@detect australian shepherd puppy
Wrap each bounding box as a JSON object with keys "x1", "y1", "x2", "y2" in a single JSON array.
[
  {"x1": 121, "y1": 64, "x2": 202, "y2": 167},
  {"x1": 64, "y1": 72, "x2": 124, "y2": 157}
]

GOAL ->
Return each of the entries above unchanged, character for character.

REPLY TO THE TASK ->
@detect australian shepherd puppy
Wrap each bounding box as a JSON object with keys "x1", "y1", "x2", "y2" in a single JSON array.
[
  {"x1": 121, "y1": 64, "x2": 202, "y2": 167},
  {"x1": 64, "y1": 72, "x2": 124, "y2": 157}
]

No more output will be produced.